__WRITTEN TASKS__
a – In the forum thread, what kind of models does the answer say the dummy variable trap is a problem for?
b – Retype everything in the forum thread from "Q1. Should I" down to "Clustering Algorithms ?".

__GIVEN TEXT__
★ ★ ★ ★
0

My data set is having a column Gender, so I have to apply One Hot Encodingto perform KMeans Clustering.

Q1. Should I take care about dummy variable trap here ?, should I remove one of the dummy columns ?

Q2. Should I use Label Encoding or One Hot Encoding in case of Clustering Algorithms ?

  • It is improper to do k-means clustering with categorical data. Well, it is sometimes used with naturally binary data such as p attributes, each can be present (1) or absent (0). In this case, one could argue that the 0-1 scale is a binned scale of the "original" unobserved or underlying continuos scale. On the ground of this idea they indulge in k-means. But categorical data such as "city" - it cannot be thought of as a simply binned continuous variable or a set of those. Irrespective of how you choose encode. (As a predictor in a regression - you can. But not in a cluster analysis.) – ttnphns Jul 22 '23 at 11:33

1 Answers1

0
  • Dummy variable trap is a problem only in classical regression models. It is not a problem for most of the machine learning models, including things like regularized regression.
★ ★ ★ ★
__PROVIDED DATA__

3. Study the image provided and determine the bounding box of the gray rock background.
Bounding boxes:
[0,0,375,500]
★ ★ ★ ★
__FULL ANSWERS__
a – Only classical regression models.

b –
Q1. Should I take care about dummy variable trap here ?, should I remove one of the dummy columns ?

Q2. Should I use Label Encoding or One Hot Encoding in case of Clustering Algorithms ?